■ Supplied material:
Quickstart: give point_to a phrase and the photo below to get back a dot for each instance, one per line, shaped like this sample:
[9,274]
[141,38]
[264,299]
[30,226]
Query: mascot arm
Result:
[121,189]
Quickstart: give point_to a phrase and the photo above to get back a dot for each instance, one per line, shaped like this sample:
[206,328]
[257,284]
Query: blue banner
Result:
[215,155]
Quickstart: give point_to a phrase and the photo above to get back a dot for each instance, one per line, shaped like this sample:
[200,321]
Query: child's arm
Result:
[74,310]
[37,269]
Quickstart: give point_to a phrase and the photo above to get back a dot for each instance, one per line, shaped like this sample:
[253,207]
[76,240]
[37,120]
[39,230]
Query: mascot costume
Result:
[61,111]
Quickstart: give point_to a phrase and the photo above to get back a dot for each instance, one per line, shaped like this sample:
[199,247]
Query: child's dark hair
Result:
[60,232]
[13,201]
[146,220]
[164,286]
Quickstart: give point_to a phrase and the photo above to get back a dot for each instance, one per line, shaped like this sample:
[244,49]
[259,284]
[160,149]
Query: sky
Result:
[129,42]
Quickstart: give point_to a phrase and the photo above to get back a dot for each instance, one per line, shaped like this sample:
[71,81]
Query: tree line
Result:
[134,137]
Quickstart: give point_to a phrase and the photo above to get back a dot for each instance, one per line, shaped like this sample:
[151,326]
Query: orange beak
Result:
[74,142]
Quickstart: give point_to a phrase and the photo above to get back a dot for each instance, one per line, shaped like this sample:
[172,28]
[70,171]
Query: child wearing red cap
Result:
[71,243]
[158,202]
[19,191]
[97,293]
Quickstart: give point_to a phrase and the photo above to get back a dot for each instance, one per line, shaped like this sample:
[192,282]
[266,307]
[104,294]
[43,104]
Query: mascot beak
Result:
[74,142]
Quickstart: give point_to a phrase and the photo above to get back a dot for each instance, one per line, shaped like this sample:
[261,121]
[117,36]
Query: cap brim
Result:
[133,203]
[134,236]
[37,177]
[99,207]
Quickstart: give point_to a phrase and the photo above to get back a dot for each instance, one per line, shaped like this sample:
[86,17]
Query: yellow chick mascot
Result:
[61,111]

■ Written request:
Exactly as written, please output every entry.

■ Exercise output:
Quickstart: give point_to a phrase and the photo below to get back a dot for each instance, one per line, shaped like this sample:
[9,274]
[141,38]
[264,299]
[30,226]
Query: mascot arm
Result:
[121,189]
Quickstart: give point_to a phrase and the photo above to get back a dot for each instance, one per line, shaped like this sample:
[206,328]
[257,284]
Query: blue banner
Result:
[215,155]
Quickstart: give point_to a phrase and the photo above to get back a dot for each instance, one per line, shaped like this sample:
[200,321]
Query: child's arm
Result:
[74,310]
[37,269]
Quickstart: give point_to a phrase and the photo above to get back a dot for each instance, one per line, shaped like this sample:
[253,207]
[76,240]
[37,120]
[39,230]
Query: mascot costume
Result:
[61,111]
Quickstart: give point_to a phrase and the photo above to get back a dot for each instance, one per line, shaped like this sample:
[199,247]
Query: child's dark hair
Result:
[60,232]
[13,201]
[146,220]
[164,286]
Quickstart: give point_to a phrase and the photo above to get back a dot for each instance, one per line, shaped like this sample:
[244,49]
[259,284]
[160,149]
Query: sky
Result:
[129,42]
Quickstart: give point_to a phrase and the photo above to get back a dot for each instance, one per line, shaped like this sample:
[71,81]
Query: tree line
Result:
[134,137]
Quickstart: give point_to a phrase and the photo above to get back a dot for each instance, one per line, shaped like this sample:
[151,326]
Query: orange beak
Result:
[74,142]
Quickstart: give point_to a phrase and the photo above to get back a dot for each instance, one per line, shaped like this sample:
[172,28]
[70,171]
Query: child wearing red cap
Result:
[71,243]
[158,202]
[19,191]
[97,293]
Quickstart: give point_to a phrase and the photo above to get back a dot for each instance, one per line, shaped like this sample:
[192,282]
[266,307]
[104,294]
[43,104]
Query: mascot beak
Result:
[74,142]
Quickstart: give point_to a phrase and the photo above to get back a dot for each instance, one per line, shaped like this sample:
[261,121]
[117,36]
Query: cap brim
Result:
[133,203]
[134,236]
[37,177]
[99,207]
Quickstart: give point_to a phrase and the photo above to get back a dot for each instance, one per line, shaped like this sample:
[86,17]
Query: yellow chick mascot
Result:
[61,111]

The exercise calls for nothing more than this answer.